Our time with antibiotics will be over soon. During previous years, many people died from bacterial infections that are resistant to all antibiotics available. Bacteria resistant to colistin were discovered on farms in China. Colistin is a last-resort antibiotic against resistant bacteria. Bacteria have been adapting to become more resistant to antibiotics faster and faster. What we can do about it?

 

While bacteria are adapting, scientists need more and more time (approximately 10 years) to develop new antibiotics and get government approval. Humanity’s response is very slow so this means that we are slowly losing the battle against bacterial infections. The most promising weapon against bacteria is to use bacteriophages which are viruses specialized to infect and kill bacteria - bacteriophages attack exclusively bacteria.

 

Bacteriophages are bacteria’s worst natural enemy

Bacteriophages, or just phages for short, were discovered in 1915 by Frederick Twort and later independently by Félix d’Herelle during 1917, more than 10 years before penicillin - the most well-known antibiotic. In the following years, people used phages against cholera and dysentery and have shown great success. Doctors of that time isolated phages from the stool of patients who unexpectedly recovered from bacterial infection. Scientists noticed that something helped those patients to kill harmful bacteria from their guts. The method was to isolate phages from the stools, purify the content, and give the phages to other infected people. The reason why phage therapies were abandoned is that in some study in Punjab, only 8% of phage-treated people infected with cholera survived, and soon after that penicillin was discovered.

 

Why nowadays Phages are better than Antibiotics?

Antibiotics are chemicals capable to kill bacteria. They work in a way that disrupts processes that bacteria need for survival. Many antibiotics can kill many different species of bacteria because these processes are common in most bacteria species. Modern antibiotics revolutionized medicine and they are capable to stop most bacterial infections, but well-developed phages could be even better than wide spectrum antibiotics.

◆ **Tasks to carry out**
A: According to the passage on antibiotics and bacteriophages, in what year did Frederick Twort discover bacteriophages?
B: In the passage on antibiotics and bacteriophages, rewrite everything from "Bacteriophages, or just" down to "penicillin was discovered.", changing "patients" to "sick people" wherever it occurs.
C: Write the next part of the passage on antibiotics and bacteriophages, starting after its final sentence.

[Items from a dataset]
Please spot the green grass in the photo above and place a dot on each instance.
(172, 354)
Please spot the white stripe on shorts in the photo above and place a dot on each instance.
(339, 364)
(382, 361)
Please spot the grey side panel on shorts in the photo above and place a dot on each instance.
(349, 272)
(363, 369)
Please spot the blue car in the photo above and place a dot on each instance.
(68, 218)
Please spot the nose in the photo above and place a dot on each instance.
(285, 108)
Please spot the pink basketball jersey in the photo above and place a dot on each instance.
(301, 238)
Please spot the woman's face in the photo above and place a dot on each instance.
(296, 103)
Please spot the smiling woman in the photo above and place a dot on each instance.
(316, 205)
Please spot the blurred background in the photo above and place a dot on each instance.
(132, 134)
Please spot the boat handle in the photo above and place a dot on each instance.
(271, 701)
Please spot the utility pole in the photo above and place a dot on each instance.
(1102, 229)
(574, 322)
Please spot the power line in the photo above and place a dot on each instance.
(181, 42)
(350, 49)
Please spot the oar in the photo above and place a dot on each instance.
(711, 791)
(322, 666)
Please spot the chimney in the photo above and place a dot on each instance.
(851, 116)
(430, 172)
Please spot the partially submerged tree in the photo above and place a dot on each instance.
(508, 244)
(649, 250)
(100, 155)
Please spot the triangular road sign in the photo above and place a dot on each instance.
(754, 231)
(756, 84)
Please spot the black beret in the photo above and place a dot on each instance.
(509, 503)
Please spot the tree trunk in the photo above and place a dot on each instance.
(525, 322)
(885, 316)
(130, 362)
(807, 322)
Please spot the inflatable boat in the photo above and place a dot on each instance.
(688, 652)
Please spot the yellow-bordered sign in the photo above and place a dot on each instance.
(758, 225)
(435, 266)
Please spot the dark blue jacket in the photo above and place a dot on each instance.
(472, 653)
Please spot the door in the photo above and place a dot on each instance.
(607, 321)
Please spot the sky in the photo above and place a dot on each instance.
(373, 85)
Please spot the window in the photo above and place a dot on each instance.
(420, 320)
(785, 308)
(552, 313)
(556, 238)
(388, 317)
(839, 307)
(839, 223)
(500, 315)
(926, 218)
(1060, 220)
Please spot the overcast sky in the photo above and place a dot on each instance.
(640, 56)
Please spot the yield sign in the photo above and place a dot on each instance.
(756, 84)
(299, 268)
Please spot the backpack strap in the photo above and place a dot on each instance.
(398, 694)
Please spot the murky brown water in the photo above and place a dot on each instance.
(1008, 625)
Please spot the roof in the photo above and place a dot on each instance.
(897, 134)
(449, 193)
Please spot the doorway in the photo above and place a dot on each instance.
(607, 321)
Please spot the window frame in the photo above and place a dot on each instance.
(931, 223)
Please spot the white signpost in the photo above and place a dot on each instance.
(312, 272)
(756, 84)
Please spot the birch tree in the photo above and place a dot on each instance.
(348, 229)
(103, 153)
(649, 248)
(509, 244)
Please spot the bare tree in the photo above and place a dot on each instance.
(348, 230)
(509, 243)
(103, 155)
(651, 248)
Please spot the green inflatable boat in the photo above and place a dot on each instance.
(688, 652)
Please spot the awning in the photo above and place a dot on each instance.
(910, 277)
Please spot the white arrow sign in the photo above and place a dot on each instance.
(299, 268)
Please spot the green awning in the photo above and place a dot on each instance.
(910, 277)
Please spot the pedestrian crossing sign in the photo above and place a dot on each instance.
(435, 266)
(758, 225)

◆ **Answers to this exercise**
A: 1915

B:
Bacteriophages, or just phages for short, were discovered in 1915 by Frederick Twort and later independently by Félix d’Herelle during 1917, more than 10 years before penicillin - the most well-known antibiotic. In the following years, people used phages against cholera and dysentery and have shown great success. Doctors of that time isolated phages from the stool of sick people who unexpectedly recovered from bacterial infection. Scientists noticed that something helped those sick people to kill harmful bacteria from their guts. The method was to isolate phages from the stools, purify the content, and give the phages to other infected people. The reason why phage therapies were abandoned is that in some study in Punjab, only 8% of phage-treated people infected with cholera survived, and soon after that penicillin was discovered.

C:
If we use phages specialized only for certain species of bacteria those phages will not harm beneficial bacteria which we have in our guts. Beneficial bacteria make approximately 4 pounds of our total body weight. These microbes are extremely important for our health; they make nutrients that we can’t make without them. Most antibiotics kill all bacteria whether they are beneficial or not. The use of antibiotics kills beneficial gut bacteria too. Each type of phage, on the other hand, was adapted to kill just a specific family of bacteria. Phage kills with a narrow scope, and because of that, they will not kill beneficial bacteria in our bodies.

The second reason why we should use phages is that phages are capable to destroy antibiotic-resistant bacteria. It is very hard for bacteria to develop resistance against the way how phages kill bacteria. It is much easier for bacteria to develop resistance to antibiotics. Phages kill bacteria by piercing the bacterial membrane with their needle and inserting all the genetic code into the bacterium. The bacterium then produces more and more phages which then erupts the bacterium from the inside and comes out which leads to the decay of the bacterium. Also, many bacteria have biofilm which is a thick layer of viscous materials with a purpose to protect bacteria from antibiotics. This defense mechanism doesn’t work against phages; phages are capable to digest bacterial biofilm.